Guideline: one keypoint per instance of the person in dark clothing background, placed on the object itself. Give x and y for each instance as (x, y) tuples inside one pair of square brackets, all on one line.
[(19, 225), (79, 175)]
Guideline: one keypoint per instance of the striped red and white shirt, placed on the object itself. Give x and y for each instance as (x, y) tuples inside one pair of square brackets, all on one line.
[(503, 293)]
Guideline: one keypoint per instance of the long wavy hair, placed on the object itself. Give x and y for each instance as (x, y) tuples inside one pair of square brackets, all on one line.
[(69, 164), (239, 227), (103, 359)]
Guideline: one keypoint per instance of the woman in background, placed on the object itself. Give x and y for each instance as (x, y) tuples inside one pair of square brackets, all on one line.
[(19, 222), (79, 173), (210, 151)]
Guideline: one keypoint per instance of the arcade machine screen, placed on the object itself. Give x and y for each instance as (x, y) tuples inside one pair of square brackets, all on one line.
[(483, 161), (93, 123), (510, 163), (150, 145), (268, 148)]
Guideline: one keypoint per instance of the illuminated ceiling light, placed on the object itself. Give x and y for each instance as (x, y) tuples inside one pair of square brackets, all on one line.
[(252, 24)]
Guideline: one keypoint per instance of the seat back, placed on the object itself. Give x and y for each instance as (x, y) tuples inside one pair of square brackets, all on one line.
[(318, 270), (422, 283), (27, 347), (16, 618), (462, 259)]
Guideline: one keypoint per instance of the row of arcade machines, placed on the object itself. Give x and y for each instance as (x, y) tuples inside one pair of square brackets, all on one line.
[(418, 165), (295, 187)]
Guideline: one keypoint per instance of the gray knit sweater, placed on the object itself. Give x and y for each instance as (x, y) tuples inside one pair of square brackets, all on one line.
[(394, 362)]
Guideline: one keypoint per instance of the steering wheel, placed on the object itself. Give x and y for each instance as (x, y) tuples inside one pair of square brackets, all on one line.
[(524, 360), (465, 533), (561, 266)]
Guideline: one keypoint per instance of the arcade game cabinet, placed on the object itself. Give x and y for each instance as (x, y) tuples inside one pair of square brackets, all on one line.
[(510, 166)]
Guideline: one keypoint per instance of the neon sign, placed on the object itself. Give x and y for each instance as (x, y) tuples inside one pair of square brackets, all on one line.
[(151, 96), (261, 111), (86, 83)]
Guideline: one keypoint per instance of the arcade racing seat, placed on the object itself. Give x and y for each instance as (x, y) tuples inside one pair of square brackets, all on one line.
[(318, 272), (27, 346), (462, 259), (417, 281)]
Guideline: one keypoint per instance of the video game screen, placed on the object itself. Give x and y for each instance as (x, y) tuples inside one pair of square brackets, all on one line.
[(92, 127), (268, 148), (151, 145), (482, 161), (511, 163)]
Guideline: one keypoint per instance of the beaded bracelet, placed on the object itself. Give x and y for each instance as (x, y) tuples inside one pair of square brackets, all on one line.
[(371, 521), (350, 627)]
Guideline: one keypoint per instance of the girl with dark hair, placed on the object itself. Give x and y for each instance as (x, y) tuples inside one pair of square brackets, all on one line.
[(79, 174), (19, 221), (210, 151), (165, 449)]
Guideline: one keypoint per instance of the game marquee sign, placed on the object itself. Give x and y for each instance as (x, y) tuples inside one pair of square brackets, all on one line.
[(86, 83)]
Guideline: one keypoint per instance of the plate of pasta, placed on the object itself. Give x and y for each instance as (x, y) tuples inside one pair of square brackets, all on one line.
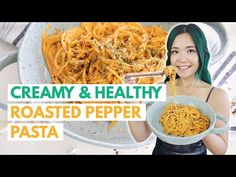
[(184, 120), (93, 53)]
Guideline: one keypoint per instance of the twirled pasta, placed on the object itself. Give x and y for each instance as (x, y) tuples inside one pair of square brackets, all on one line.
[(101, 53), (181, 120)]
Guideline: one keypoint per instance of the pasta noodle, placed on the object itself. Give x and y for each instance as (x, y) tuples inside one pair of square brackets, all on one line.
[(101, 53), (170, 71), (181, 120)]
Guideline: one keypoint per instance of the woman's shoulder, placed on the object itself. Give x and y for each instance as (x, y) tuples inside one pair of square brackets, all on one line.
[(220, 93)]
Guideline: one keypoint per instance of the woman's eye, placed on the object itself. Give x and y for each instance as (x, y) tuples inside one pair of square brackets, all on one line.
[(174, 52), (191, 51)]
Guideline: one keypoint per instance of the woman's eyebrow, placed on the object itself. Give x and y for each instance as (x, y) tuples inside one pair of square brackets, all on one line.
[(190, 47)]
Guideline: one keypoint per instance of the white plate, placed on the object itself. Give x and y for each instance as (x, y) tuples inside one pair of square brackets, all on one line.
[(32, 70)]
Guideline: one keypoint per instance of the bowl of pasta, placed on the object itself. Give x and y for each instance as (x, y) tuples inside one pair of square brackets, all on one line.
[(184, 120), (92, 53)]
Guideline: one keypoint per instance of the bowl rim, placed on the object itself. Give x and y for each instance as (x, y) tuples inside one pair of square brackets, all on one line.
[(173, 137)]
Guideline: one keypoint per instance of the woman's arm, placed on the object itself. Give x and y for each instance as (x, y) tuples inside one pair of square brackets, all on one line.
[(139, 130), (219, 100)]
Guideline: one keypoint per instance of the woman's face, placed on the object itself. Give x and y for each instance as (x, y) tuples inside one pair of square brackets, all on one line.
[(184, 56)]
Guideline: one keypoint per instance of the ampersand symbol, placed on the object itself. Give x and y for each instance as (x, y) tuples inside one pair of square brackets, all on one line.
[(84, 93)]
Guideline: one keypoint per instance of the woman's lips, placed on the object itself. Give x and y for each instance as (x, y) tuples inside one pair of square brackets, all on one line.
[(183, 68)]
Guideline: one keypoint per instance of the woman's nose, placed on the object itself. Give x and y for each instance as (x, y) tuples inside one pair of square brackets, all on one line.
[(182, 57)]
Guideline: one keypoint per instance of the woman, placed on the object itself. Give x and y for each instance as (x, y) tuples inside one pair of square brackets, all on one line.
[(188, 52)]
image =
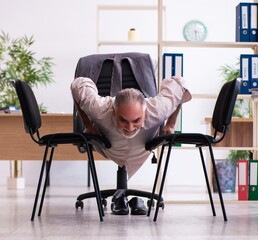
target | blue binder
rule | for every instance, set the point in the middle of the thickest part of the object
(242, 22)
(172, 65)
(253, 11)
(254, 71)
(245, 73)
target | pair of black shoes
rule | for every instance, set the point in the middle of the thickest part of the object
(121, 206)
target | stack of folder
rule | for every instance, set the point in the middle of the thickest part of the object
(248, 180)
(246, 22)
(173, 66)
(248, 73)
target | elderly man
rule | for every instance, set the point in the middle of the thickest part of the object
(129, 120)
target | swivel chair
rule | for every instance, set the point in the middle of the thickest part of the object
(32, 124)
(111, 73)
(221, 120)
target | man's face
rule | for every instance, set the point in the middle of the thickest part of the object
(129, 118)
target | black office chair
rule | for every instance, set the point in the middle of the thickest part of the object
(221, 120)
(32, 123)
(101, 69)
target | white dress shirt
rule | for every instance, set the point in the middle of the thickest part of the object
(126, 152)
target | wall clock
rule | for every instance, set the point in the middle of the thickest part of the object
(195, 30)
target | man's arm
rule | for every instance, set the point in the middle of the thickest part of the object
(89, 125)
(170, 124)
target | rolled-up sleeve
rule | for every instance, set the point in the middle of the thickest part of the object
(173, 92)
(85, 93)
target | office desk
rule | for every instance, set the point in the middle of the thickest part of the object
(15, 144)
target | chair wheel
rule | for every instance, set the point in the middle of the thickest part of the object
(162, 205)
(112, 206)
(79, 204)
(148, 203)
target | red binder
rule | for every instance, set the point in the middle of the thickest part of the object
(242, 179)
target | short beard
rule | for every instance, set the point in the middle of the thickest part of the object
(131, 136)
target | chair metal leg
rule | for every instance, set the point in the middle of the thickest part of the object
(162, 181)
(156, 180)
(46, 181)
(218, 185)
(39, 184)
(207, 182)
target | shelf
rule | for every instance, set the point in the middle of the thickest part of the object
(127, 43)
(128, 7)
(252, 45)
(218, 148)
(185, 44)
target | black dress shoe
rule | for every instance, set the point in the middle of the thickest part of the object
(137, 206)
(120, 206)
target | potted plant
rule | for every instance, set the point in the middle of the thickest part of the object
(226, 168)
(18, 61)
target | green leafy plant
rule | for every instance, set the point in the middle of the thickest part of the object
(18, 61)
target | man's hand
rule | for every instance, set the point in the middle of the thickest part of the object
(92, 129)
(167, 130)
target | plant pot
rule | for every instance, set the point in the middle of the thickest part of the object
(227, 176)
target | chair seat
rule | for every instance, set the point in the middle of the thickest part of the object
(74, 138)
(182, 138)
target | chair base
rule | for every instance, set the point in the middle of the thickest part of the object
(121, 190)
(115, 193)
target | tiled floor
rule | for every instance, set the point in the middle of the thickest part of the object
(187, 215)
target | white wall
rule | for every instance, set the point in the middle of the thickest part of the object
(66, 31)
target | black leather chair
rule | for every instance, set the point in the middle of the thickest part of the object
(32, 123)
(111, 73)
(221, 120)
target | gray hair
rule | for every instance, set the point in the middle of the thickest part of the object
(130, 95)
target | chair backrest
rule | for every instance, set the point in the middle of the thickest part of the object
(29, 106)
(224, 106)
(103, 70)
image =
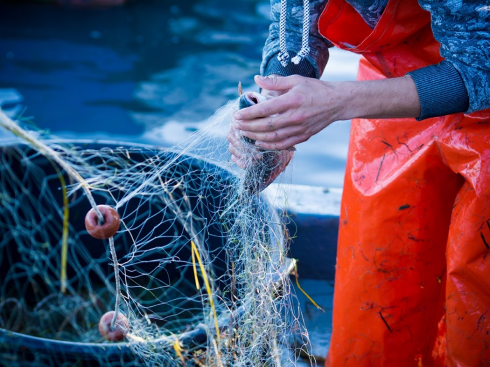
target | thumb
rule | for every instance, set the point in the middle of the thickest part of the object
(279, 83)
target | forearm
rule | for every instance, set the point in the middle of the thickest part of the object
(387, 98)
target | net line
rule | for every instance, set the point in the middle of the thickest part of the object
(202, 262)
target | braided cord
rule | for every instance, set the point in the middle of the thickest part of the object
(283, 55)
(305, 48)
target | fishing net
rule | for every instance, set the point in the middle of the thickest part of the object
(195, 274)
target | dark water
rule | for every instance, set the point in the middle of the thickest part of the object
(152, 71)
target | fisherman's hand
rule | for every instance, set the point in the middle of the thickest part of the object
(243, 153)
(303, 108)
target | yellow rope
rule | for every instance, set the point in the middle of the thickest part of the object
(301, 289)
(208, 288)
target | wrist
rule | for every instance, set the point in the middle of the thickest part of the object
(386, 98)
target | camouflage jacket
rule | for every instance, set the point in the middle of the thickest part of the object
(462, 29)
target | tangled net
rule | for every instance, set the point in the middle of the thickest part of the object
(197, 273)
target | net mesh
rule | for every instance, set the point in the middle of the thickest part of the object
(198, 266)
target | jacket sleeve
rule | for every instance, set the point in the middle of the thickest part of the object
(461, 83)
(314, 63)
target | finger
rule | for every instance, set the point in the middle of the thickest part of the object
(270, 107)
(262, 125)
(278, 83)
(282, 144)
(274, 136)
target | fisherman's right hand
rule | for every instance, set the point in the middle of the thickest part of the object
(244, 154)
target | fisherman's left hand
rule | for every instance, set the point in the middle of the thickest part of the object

Problem to work on:
Copy out verbatim every line from the one containing "Guideline: one keypoint per instance of the video" through the one containing "[(92, 127), (268, 148), (151, 145), (482, 161), (511, 163)]", with both of those lines included.

Right answer:
Guideline: one keypoint per instance of the video game screen, placed on the object itself. Give x and y for each instance as (x, y) tuples inside one pair of square brackets, all on one line.
[(92, 127), (268, 148), (151, 145), (482, 161), (511, 163)]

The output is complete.